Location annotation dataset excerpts
•••••
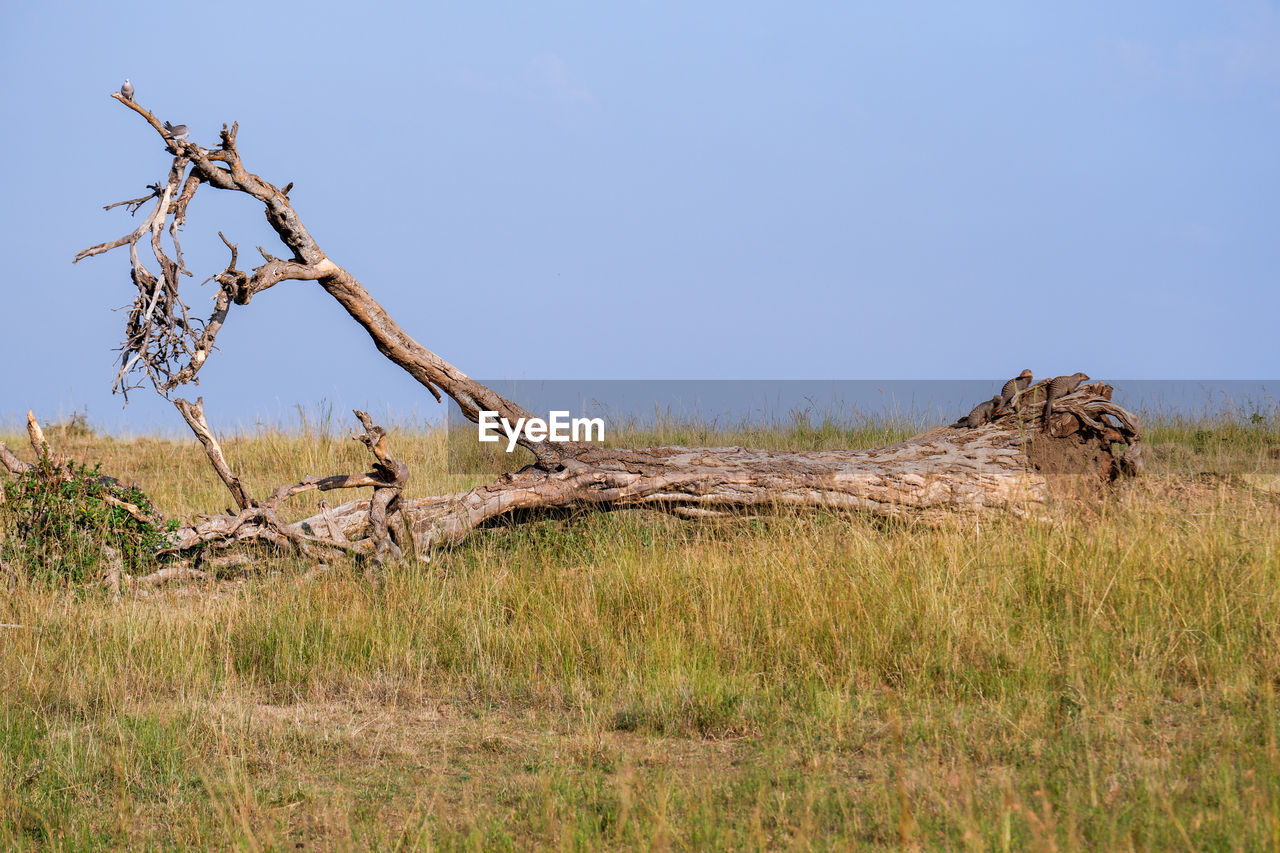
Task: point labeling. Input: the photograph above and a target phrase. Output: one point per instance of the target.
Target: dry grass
(1105, 679)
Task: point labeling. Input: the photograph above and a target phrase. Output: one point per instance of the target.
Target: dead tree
(1005, 465)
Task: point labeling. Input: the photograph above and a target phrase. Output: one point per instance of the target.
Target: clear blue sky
(663, 190)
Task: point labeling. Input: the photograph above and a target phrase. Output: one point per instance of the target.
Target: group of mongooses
(991, 409)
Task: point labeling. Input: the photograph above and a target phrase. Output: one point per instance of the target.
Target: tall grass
(1102, 678)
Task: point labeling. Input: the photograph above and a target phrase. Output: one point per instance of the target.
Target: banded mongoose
•••••
What the task requires
Rewrite the data above with "point labeling" swapped for "point annotation" wherever it occurs, changing nothing else, and leave out the pictures.

Exercise result
Task: point annotation. Input: the photograph above and a target phrase. Output: one point per instance of the target.
Target: dry grass
(1105, 679)
Task: point annotation. Input: the photograph above and a target phrase. Output: one point per instance of the target.
Target: dead tree
(1005, 465)
Task: point annotation. Input: the photograph above and a target phrase. Output: one point per instance of the target.
Target: clear blue sky
(663, 190)
Task: point annotation. Input: the photograph above and a target phrase. Output: one point per instance of the target.
Target: group of mongooses
(991, 409)
Task: point annotation. Input: the photograph above and a target phrase. Output: one point per instance of the target.
Target: tall grass
(1102, 678)
Task: point annotation. Input: the photograph above and a target phrase. Output: one point per instance of the target.
Target: banded mongoose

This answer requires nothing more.